- **WHAT THE TASK REQUIRES**:
How many lines in the entries below include the word "hillside"? Respond with the number only.

- **DATASET EXCERPTS**:
▼

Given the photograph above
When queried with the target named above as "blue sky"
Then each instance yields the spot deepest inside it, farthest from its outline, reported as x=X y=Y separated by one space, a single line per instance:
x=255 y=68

▲
▼

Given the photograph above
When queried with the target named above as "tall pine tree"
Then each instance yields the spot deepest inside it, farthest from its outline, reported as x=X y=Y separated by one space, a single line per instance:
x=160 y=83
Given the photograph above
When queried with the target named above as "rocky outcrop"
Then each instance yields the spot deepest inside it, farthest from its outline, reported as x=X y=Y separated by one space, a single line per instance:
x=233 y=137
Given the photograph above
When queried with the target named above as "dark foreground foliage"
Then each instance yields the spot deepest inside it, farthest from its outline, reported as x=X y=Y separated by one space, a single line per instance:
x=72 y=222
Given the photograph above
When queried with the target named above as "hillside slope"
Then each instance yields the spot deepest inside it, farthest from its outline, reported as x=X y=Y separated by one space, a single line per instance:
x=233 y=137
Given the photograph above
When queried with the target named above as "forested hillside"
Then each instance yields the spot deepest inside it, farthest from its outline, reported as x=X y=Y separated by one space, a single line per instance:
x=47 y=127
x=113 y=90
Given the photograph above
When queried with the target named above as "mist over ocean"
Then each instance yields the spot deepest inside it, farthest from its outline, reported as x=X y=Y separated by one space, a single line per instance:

▲

- **RESULT**:
2